Tuesday, July 31, 2012

Answering


You don’t use your imagination. It uses you. –Wendy Videlock.
I don’t believe that people choose to be writers: the words choose the people; and they choose pretty carefully. –David Lee.

Hopefully, one doesn’t have to have been writing long before they encounter the sense that something separate from themselves is driving things. Some folks talk about receiving inspiration, being taken by an idea that won’t let go until it’s made manifest, of being called to their writing. If they’re called, then who’s the caller?
Allow me a moment to acknowledge that not every writer feels the presence of some outside entity joining them in the studio; and there’s much to be said against laying too much responsibility and accountability in the hands of anyone other than ourselves. But I’ve noticed that even the seemingly most atheistic and philosophically materialistic of writers will, at least off the record, admit to times when it feels more like they’re dictating or transcribing, rather than writing. There does, indeed, seem to be a willing (willful) partner in the game.
There’s a creative-centric bon mot, “When the muse calls, don’t send it to voice-mail.” Thus, I must pick one particular nit with what Lee says: The world is riddled with those who have chosen to ignore, turn away from, where they’re called to go; we do exercise some choice in the matter.
Likewise, as I said earlier, we still have responsibility to and accountability for the work we’re called to do. As Twyla Tharp noted in, The Creative Habit, “…but whether or not God has kissed your brow, you still have to work.” Being called requires an answering, and a taking of action.
When someone displays a particular talent that distinguishes them, we’ll say they have been gifted with writing/drawing/singing/whatever; or we’ll say they have a gift for whatever, or are a gifted ________. This gift stuff isn’t isolated, isn’t unidirectional. Our talent is a gift we receive, and one we’re obligated to share.

Wednesday, July 25, 2012

Time Enough for a Proper Mess



Recently, I attended a Rosemerry Wahtola Trommer poetry reading, put on by Western Colorado Writers' Forum, in Grand Junction. It was a small group of us who attended. (Well, The Nitty Gritty Dirt Band was also in town that night...) I brought with me, An Elevated View: Colorado Writers on Writing, in hopes Trommer would sign the opening page of her essay, "From Pretty Pink Bows to Chicken Manure: Embracing Poetry as Practice."
After her reading, I took the book with me when I walked up to greet and thank her. When she laid it on a table in order to sign it, she began laughing, telling me that in the four years since she'd written and submitted it, she's developed so much as a writer. "I read this [essay], and I feel sorry for the woman who wrote it. My writing is so different now."
Two years ago, The Paris Review interviewed John McPhee. One of the many things discussed in the interview is the necessity for writers to allow time enough to develop their craft. McPhee says he submitted to The New Yorker for at least a full decade until they finally accepted something. "And they were not making a mistake."

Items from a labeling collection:
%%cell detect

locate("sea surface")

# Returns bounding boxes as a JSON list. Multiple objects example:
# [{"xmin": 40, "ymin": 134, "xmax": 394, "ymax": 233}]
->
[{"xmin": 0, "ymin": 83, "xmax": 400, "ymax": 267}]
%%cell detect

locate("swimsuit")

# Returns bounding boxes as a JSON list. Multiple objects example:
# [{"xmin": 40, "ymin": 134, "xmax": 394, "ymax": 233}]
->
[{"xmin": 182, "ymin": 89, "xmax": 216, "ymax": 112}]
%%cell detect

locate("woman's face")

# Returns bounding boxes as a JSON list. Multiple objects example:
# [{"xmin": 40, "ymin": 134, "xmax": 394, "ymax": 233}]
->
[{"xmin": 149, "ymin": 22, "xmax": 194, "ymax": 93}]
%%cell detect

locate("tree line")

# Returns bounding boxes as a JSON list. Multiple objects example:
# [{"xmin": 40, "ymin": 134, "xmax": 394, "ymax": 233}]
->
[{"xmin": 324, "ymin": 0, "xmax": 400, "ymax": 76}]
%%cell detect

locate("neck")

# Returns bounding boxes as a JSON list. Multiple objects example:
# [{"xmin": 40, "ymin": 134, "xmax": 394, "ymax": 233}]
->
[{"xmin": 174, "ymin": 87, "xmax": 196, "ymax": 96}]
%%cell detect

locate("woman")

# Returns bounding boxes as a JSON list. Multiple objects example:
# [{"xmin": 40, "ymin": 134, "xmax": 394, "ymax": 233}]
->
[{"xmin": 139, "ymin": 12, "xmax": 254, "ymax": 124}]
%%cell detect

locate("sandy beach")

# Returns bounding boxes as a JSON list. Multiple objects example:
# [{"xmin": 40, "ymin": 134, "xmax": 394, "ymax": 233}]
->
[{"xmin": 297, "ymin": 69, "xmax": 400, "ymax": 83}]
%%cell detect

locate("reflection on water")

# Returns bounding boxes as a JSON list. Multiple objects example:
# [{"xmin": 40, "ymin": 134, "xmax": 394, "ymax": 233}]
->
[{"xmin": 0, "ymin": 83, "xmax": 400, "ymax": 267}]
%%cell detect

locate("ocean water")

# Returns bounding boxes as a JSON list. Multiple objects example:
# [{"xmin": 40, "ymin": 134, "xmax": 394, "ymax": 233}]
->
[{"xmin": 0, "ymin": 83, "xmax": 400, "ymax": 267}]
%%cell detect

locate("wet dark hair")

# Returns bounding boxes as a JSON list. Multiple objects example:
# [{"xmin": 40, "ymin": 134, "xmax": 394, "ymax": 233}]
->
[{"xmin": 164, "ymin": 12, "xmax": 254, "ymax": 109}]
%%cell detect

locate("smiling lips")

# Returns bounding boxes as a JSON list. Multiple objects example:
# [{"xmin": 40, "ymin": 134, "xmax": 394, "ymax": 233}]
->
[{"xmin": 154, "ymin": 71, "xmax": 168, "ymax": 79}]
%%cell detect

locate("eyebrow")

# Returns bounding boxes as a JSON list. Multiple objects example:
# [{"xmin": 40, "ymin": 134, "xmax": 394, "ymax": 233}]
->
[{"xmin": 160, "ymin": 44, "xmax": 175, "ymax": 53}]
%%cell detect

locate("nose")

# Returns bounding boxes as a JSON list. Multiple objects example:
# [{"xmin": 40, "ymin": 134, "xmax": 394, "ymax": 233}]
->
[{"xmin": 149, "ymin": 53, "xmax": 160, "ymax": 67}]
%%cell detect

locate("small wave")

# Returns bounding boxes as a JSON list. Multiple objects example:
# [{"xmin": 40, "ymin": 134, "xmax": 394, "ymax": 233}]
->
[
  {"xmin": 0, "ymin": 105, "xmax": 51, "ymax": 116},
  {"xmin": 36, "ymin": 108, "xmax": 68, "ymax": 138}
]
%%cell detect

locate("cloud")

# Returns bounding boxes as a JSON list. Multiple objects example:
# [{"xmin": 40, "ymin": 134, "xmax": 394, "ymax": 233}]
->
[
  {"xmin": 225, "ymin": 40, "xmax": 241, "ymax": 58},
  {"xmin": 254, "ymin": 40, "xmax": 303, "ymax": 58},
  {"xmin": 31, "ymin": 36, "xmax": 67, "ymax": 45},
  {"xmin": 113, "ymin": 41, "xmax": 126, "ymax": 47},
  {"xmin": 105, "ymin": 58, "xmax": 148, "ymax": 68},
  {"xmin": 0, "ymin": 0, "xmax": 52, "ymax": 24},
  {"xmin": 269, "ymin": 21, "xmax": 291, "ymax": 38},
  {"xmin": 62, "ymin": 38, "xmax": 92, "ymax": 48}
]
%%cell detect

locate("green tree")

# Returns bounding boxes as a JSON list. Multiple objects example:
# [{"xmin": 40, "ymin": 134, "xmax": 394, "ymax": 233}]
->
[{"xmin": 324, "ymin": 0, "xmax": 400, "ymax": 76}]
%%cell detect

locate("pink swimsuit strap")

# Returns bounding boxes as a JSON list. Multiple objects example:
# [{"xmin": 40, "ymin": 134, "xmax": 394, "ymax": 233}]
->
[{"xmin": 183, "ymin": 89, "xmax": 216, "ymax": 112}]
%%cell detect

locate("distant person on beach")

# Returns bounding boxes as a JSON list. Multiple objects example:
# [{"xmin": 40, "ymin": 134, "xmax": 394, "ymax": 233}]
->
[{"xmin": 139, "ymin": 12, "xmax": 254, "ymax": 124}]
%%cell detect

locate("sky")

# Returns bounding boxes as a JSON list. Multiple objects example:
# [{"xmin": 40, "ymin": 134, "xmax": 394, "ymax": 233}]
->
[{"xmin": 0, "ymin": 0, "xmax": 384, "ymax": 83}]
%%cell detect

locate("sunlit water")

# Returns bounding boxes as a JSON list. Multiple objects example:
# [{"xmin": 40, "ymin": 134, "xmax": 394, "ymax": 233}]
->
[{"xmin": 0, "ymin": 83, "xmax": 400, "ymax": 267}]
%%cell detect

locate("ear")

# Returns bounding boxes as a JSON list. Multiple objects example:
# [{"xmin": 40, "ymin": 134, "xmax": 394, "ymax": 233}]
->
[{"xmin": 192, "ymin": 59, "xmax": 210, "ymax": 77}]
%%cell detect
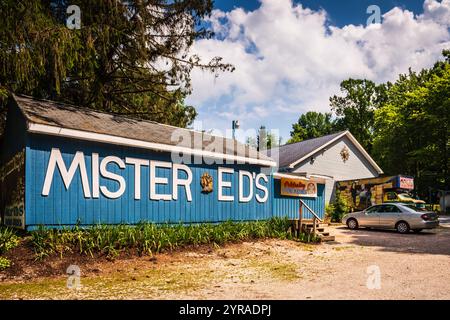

* [Task description]
According to the writing blog, for how long did John McPhee submit to The New Yorker before it accepted something?

* [Solution to this exercise]
At least a full decade.